YOUR GOAL:
Render every line of the data below as a Markdown table with two columns, Number and Entry. Put each line's sequential number under Number and the line itself under Entry, and leave out blank lines.

RECORDS SHOWN:
########
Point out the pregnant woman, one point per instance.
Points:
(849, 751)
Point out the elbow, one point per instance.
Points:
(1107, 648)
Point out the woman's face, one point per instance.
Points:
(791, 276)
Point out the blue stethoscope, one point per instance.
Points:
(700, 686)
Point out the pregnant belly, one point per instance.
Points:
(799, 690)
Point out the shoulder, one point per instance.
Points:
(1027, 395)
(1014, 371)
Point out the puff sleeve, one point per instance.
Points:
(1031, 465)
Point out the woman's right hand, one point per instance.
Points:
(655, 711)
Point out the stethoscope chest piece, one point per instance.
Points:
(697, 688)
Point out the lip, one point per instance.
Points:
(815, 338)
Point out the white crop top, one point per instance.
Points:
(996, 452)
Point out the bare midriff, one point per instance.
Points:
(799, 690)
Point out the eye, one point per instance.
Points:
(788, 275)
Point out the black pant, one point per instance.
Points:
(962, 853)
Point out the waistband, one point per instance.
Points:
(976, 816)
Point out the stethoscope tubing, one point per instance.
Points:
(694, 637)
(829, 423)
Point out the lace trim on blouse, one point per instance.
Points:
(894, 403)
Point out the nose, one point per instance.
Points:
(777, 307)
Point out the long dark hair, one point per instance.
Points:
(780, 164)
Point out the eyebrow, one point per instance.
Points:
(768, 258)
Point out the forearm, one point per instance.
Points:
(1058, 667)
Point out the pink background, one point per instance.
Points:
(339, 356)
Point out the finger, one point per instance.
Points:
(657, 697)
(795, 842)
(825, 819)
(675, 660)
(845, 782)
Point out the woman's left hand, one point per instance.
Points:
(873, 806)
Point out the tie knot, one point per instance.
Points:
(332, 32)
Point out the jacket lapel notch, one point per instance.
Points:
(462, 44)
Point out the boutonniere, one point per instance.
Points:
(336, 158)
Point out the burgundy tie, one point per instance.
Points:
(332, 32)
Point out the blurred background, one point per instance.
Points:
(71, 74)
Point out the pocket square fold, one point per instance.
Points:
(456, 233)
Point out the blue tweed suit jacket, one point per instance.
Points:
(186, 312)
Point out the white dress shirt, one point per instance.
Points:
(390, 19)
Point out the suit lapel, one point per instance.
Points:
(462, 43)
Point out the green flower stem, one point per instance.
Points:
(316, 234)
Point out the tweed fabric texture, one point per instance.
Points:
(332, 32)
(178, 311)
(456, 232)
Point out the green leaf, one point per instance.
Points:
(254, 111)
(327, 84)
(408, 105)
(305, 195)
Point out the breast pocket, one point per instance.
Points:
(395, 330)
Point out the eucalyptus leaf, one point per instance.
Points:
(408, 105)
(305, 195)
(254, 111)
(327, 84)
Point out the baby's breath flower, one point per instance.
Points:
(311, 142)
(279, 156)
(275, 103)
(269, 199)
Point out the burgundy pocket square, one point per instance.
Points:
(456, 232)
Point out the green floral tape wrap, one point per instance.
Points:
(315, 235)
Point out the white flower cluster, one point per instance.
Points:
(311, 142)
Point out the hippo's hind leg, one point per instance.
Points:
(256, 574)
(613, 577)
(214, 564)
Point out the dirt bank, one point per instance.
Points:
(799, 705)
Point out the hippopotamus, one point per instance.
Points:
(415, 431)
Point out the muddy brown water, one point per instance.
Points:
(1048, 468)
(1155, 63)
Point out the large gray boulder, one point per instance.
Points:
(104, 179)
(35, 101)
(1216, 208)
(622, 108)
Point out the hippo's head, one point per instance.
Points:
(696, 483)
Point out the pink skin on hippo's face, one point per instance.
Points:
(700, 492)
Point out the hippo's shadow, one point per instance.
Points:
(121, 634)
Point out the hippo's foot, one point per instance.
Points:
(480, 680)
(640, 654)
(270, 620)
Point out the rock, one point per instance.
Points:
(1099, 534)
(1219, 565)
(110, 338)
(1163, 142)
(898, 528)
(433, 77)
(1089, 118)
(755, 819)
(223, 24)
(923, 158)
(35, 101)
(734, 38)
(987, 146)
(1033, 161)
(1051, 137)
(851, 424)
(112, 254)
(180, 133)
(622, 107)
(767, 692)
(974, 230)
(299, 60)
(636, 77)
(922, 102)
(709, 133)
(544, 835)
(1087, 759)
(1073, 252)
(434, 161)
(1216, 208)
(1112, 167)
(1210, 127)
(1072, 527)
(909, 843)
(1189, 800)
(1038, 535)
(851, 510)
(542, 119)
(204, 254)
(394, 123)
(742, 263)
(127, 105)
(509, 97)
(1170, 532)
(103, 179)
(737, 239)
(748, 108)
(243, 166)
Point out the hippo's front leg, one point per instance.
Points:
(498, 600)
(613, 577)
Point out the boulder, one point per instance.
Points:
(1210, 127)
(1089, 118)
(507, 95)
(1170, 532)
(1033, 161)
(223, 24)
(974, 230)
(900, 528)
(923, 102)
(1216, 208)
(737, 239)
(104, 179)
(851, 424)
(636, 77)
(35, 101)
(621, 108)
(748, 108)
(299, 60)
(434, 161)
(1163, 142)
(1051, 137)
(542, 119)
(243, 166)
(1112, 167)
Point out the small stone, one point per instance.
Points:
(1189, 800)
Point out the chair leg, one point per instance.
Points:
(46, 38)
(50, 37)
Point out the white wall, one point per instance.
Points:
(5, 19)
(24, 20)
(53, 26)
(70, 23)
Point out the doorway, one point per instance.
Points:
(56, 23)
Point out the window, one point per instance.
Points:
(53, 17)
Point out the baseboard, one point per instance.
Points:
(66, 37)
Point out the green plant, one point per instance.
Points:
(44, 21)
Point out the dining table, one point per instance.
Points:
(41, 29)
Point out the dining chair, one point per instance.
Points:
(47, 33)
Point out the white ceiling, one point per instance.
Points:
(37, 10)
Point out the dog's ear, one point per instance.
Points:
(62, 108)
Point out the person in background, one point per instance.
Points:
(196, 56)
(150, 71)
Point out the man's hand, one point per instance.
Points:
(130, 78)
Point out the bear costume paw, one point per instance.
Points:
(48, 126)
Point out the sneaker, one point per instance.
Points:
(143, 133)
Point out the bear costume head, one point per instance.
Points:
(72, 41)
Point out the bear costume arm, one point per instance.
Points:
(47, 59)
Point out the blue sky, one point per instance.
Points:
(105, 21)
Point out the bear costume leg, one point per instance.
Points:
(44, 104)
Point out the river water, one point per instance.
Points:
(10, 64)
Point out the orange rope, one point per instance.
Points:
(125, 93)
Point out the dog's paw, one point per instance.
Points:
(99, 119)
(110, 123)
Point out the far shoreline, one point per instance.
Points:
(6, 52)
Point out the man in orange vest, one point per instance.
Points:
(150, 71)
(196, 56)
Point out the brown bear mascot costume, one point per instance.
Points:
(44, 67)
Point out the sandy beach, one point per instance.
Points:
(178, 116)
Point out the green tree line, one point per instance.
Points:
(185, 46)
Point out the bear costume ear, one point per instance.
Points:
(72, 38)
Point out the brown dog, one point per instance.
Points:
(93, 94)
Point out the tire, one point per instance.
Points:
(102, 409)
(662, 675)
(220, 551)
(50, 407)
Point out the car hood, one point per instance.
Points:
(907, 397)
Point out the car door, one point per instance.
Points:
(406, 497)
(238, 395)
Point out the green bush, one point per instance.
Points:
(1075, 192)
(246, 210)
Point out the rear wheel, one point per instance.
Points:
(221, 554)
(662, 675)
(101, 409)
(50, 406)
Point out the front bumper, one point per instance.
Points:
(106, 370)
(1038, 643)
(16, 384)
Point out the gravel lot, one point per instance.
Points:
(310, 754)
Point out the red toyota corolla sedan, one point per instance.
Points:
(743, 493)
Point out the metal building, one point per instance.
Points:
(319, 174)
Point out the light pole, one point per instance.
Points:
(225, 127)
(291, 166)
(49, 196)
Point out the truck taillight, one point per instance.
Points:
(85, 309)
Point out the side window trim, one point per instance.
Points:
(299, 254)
########
IN RESPONSE:
| Number | Entry |
|---|---|
| 1 | Point out the pregnant woman, one point per instance. |
| 2 | Points: |
| 3 | (849, 751) |
| 4 | Point out the elbow, one point per instance. |
| 5 | Points: |
| 6 | (1107, 648) |
| 7 | Point out the woman's face, one point per instance. |
| 8 | Points: |
| 9 | (791, 276) |
| 10 | Point out the blue stethoscope, one point per instance. |
| 11 | Points: |
| 12 | (700, 686) |
| 13 | Point out the pregnant belly, one point per instance. |
| 14 | Points: |
| 15 | (799, 690) |
| 16 | Point out the shoulder, one point per instance. |
| 17 | Points: |
| 18 | (1027, 395) |
| 19 | (1014, 371) |
| 20 | Point out the puff sleeve, one point per instance. |
| 21 | Points: |
| 22 | (1031, 465) |
| 23 | Point out the woman's right hand, one point per instance. |
| 24 | Points: |
| 25 | (655, 711) |
| 26 | Point out the stethoscope chest piece, one point per instance. |
| 27 | Points: |
| 28 | (697, 688) |
| 29 | Point out the lip, one point per instance. |
| 30 | Points: |
| 31 | (815, 338) |
| 32 | Point out the white crop top, one point per instance. |
| 33 | Points: |
| 34 | (996, 452) |
| 35 | Point out the bare midriff, one point per instance. |
| 36 | Points: |
| 37 | (799, 690) |
| 38 | Point out the eye, one point per instance. |
| 39 | Points: |
| 40 | (788, 275) |
| 41 | Point out the black pant, one point per instance. |
| 42 | Points: |
| 43 | (962, 853) |
| 44 | Point out the waistband, one point per instance. |
| 45 | Points: |
| 46 | (976, 816) |
| 47 | Point out the stethoscope tubing, one point per instance. |
| 48 | Points: |
| 49 | (694, 637) |
| 50 | (829, 423) |
| 51 | Point out the lace trim on blouse, one point per instance. |
| 52 | Points: |
| 53 | (894, 403) |
| 54 | Point out the nose, one point per instance. |
| 55 | Points: |
| 56 | (777, 307) |
| 57 | Point out the long dark hair, one point per instance. |
| 58 | Points: |
| 59 | (780, 164) |
| 60 | Point out the eyebrow, one point per instance. |
| 61 | Points: |
| 62 | (768, 258) |
| 63 | Point out the forearm, one point per instance. |
| 64 | Points: |
| 65 | (1058, 667) |
| 66 | Point out the pink background, one point per instance. |
| 67 | Points: |
| 68 | (339, 356) |
| 69 | Point out the finger, one point per instance. |
| 70 | Points: |
| 71 | (657, 697) |
| 72 | (795, 842) |
| 73 | (825, 819) |
| 74 | (675, 660) |
| 75 | (845, 782) |
| 76 | Point out the woman's left hand, one point per instance. |
| 77 | Points: |
| 78 | (873, 806) |
| 79 | Point out the tie knot, one point per instance. |
| 80 | Points: |
| 81 | (332, 32) |
| 82 | Point out the jacket lapel notch, one point per instance. |
| 83 | Points: |
| 84 | (462, 44) |
| 85 | Point out the boutonniere, one point per instance. |
| 86 | Points: |
| 87 | (336, 158) |
| 88 | Point out the burgundy tie, one point per instance. |
| 89 | Points: |
| 90 | (332, 32) |
| 91 | Point out the blurred background, one point per instance. |
| 92 | Points: |
| 93 | (71, 74) |
| 94 | Point out the pocket square fold, one point per instance. |
| 95 | Points: |
| 96 | (456, 233) |
| 97 | Point out the blue tweed suit jacket, one point per instance. |
| 98 | Points: |
| 99 | (186, 312) |
| 100 | Point out the white dress shirt, one point per instance. |
| 101 | Points: |
| 102 | (390, 19) |
| 103 | Point out the suit lapel, one point per instance. |
| 104 | Points: |
| 105 | (462, 43) |
| 106 | Point out the green flower stem, one point per instance. |
| 107 | Points: |
| 108 | (316, 234) |
| 109 | Point out the tweed fabric texture, one point per instance. |
| 110 | Points: |
| 111 | (332, 32) |
| 112 | (178, 311) |
| 113 | (456, 232) |
| 114 | Point out the green leaf, one point per instance. |
| 115 | Points: |
| 116 | (254, 111) |
| 117 | (327, 84) |
| 118 | (408, 105) |
| 119 | (305, 195) |
| 120 | Point out the breast pocket, one point per instance. |
| 121 | Points: |
| 122 | (395, 330) |
| 123 | Point out the eucalyptus leaf, one point per instance. |
| 124 | Points: |
| 125 | (408, 105) |
| 126 | (305, 195) |
| 127 | (254, 111) |
| 128 | (327, 84) |
| 129 | Point out the baby's breath flower, one point per instance. |
| 130 | Points: |
| 131 | (311, 142) |
| 132 | (279, 156) |
| 133 | (275, 103) |
| 134 | (269, 199) |
| 135 | Point out the burgundy pocket square, one point per instance. |
| 136 | Points: |
| 137 | (456, 232) |
| 138 | Point out the green floral tape wrap, one point per instance. |
| 139 | Points: |
| 140 | (315, 235) |
| 141 | Point out the white flower cluster, one point per instance. |
| 142 | Points: |
| 143 | (311, 142) |
| 144 | Point out the hippo's hind leg, one point per instance. |
| 145 | Points: |
| 146 | (256, 574) |
| 147 | (613, 577) |
| 148 | (214, 564) |
| 149 | Point out the dirt bank, one point per instance. |
| 150 | Points: |
| 151 | (799, 705) |
| 152 | Point out the hippopotamus, one point per instance. |
| 153 | Points: |
| 154 | (415, 431) |
| 155 | Point out the muddy brown water, one point per instance. |
| 156 | Points: |
| 157 | (1048, 468) |
| 158 | (1155, 63) |
| 159 | Point out the large gray boulder, one point per instance. |
| 160 | Points: |
| 161 | (104, 179) |
| 162 | (35, 101) |
| 163 | (1216, 208) |
| 164 | (622, 108) |
| 165 | Point out the hippo's head, one point per instance. |
| 166 | Points: |
| 167 | (696, 483) |
| 168 | Point out the pink skin on hippo's face, one point per instance. |
| 169 | Points: |
| 170 | (700, 492) |
| 171 | Point out the hippo's shadow, one point per instance. |
| 172 | Points: |
| 173 | (121, 634) |
| 174 | Point out the hippo's foot, one point per instance. |
| 175 | Points: |
| 176 | (480, 680) |
| 177 | (640, 654) |
| 178 | (270, 620) |
| 179 | Point out the rock, one point per instance. |
| 180 | Points: |
| 181 | (1099, 534) |
| 182 | (1219, 565) |
| 183 | (110, 338) |
| 184 | (1163, 142) |
| 185 | (898, 528) |
| 186 | (433, 77) |
| 187 | (1089, 118) |
| 188 | (755, 819) |
| 189 | (223, 24) |
| 190 | (923, 158) |
| 191 | (35, 101) |
| 192 | (734, 38) |
| 193 | (987, 146) |
| 194 | (1033, 161) |
| 195 | (1051, 137) |
| 196 | (851, 424) |
| 197 | (112, 254) |
| 198 | (180, 133) |
| 199 | (622, 107) |
| 200 | (767, 692) |
| 201 | (974, 230) |
| 202 | (299, 60) |
| 203 | (636, 77) |
| 204 | (922, 102) |
| 205 | (709, 133) |
| 206 | (544, 835) |
| 207 | (1087, 759) |
| 208 | (1073, 252) |
| 209 | (434, 161) |
| 210 | (1216, 208) |
| 211 | (1112, 167) |
| 212 | (1210, 127) |
| 213 | (1072, 527) |
| 214 | (909, 843) |
| 215 | (1189, 800) |
| 216 | (1038, 535) |
| 217 | (851, 510) |
| 218 | (542, 119) |
| 219 | (204, 254) |
| 220 | (394, 123) |
| 221 | (742, 263) |
| 222 | (127, 105) |
| 223 | (509, 97) |
| 224 | (1170, 532) |
| 225 | (103, 179) |
| 226 | (737, 239) |
| 227 | (748, 108) |
| 228 | (243, 166) |
| 229 | Point out the hippo's front leg, one point per instance. |
| 230 | Points: |
| 231 | (498, 600) |
| 232 | (613, 577) |
| 233 | Point out the boulder, one point per instance. |
| 234 | Points: |
| 235 | (1210, 127) |
| 236 | (1089, 118) |
| 237 | (507, 95) |
| 238 | (1170, 532) |
| 239 | (1033, 161) |
| 240 | (223, 24) |
| 241 | (974, 230) |
| 242 | (900, 528) |
| 243 | (923, 102) |
| 244 | (1216, 208) |
| 245 | (737, 239) |
| 246 | (104, 179) |
| 247 | (851, 424) |
| 248 | (636, 77) |
| 249 | (35, 101) |
| 250 | (621, 108) |
| 251 | (748, 108) |
| 252 | (299, 60) |
| 253 | (434, 161) |
| 254 | (1163, 142) |
| 255 | (1051, 137) |
| 256 | (542, 119) |
| 257 | (243, 166) |
| 258 | (1112, 167) |
| 259 | Point out the small stone, one point per instance. |
| 260 | Points: |
| 261 | (1189, 800) |
| 262 | Point out the chair leg, one point per instance. |
| 263 | Points: |
| 264 | (46, 38) |
| 265 | (50, 37) |
| 266 | Point out the white wall, one point per instance. |
| 267 | Points: |
| 268 | (5, 19) |
| 269 | (24, 20) |
| 270 | (53, 26) |
| 271 | (70, 23) |
| 272 | Point out the doorway, one point per instance. |
| 273 | Points: |
| 274 | (56, 23) |
| 275 | Point out the window, one point per instance. |
| 276 | Points: |
| 277 | (53, 17) |
| 278 | Point out the baseboard, one point per instance. |
| 279 | Points: |
| 280 | (66, 37) |
| 281 | Point out the green plant, one point per instance. |
| 282 | Points: |
| 283 | (44, 21) |
| 284 | Point out the dining table, one point per instance. |
| 285 | Points: |
| 286 | (41, 29) |
| 287 | Point out the dining chair, one point per instance. |
| 288 | Points: |
| 289 | (47, 33) |
| 290 | Point out the white ceiling, one point per instance. |
| 291 | Points: |
| 292 | (37, 10) |
| 293 | Point out the dog's ear, one point per instance. |
| 294 | Points: |
| 295 | (62, 108) |
| 296 | Point out the person in background, one point per instance. |
| 297 | Points: |
| 298 | (196, 56) |
| 299 | (150, 71) |
| 300 | Point out the man's hand, one point per instance. |
| 301 | Points: |
| 302 | (130, 78) |
| 303 | Point out the bear costume paw, one point per instance. |
| 304 | Points: |
| 305 | (48, 126) |
| 306 | Point out the sneaker, one point per instance. |
| 307 | Points: |
| 308 | (143, 133) |
| 309 | Point out the bear costume head, one point per instance. |
| 310 | Points: |
| 311 | (72, 41) |
| 312 | Point out the bear costume arm, one point per instance. |
| 313 | Points: |
| 314 | (47, 59) |
| 315 | Point out the blue sky, one point per instance. |
| 316 | Points: |
| 317 | (105, 21) |
| 318 | Point out the bear costume leg, one point per instance. |
| 319 | Points: |
| 320 | (44, 104) |
| 321 | Point out the river water, one point per instance. |
| 322 | Points: |
| 323 | (10, 64) |
| 324 | Point out the orange rope, one point per instance. |
| 325 | Points: |
| 326 | (125, 93) |
| 327 | Point out the dog's paw, one point per instance. |
| 328 | Points: |
| 329 | (99, 119) |
| 330 | (110, 123) |
| 331 | Point out the far shoreline, one point per instance. |
| 332 | Points: |
| 333 | (6, 52) |
| 334 | Point out the man in orange vest, one point per instance. |
| 335 | Points: |
| 336 | (150, 71) |
| 337 | (196, 56) |
| 338 | Point out the brown bear mascot costume, one point per instance. |
| 339 | Points: |
| 340 | (44, 67) |
| 341 | Point out the sandy beach, one point per instance. |
| 342 | Points: |
| 343 | (178, 116) |
| 344 | Point out the green tree line, one point per instance. |
| 345 | Points: |
| 346 | (185, 46) |
| 347 | Point out the bear costume ear, one point per instance. |
| 348 | Points: |
| 349 | (72, 38) |
| 350 | Point out the brown dog, one point per instance. |
| 351 | Points: |
| 352 | (93, 94) |
| 353 | Point out the tire, one point per instance. |
| 354 | Points: |
| 355 | (102, 409) |
| 356 | (662, 675) |
| 357 | (220, 551) |
| 358 | (50, 407) |
| 359 | Point out the car hood, one point per instance. |
| 360 | Points: |
| 361 | (907, 397) |
| 362 | Point out the car door, one point per instance. |
| 363 | Points: |
| 364 | (406, 497) |
| 365 | (238, 395) |
| 366 | Point out the green bush, one point per instance. |
| 367 | Points: |
| 368 | (1075, 192) |
| 369 | (246, 210) |
| 370 | Point out the rear wheel, one point per instance. |
| 371 | Points: |
| 372 | (221, 554) |
| 373 | (662, 675) |
| 374 | (101, 409) |
| 375 | (50, 406) |
| 376 | Point out the front bumper, one point per instance. |
| 377 | Points: |
| 378 | (106, 370) |
| 379 | (1038, 643) |
| 380 | (16, 384) |
| 381 | Point out the gravel lot, one point per instance. |
| 382 | Points: |
| 383 | (310, 754) |
| 384 | Point out the red toyota corolla sedan, one point per instance. |
| 385 | Points: |
| 386 | (743, 493) |
| 387 | Point out the metal building, one point per instance. |
| 388 | Points: |
| 389 | (319, 174) |
| 390 | Point out the light pole, one point per instance. |
| 391 | Points: |
| 392 | (225, 127) |
| 393 | (291, 166) |
| 394 | (49, 196) |
| 395 | Point out the truck taillight, one point per instance. |
| 396 | Points: |
| 397 | (85, 309) |
| 398 | Point out the side window trim, one point per instance. |
| 399 | Points: |
| 400 | (299, 254) |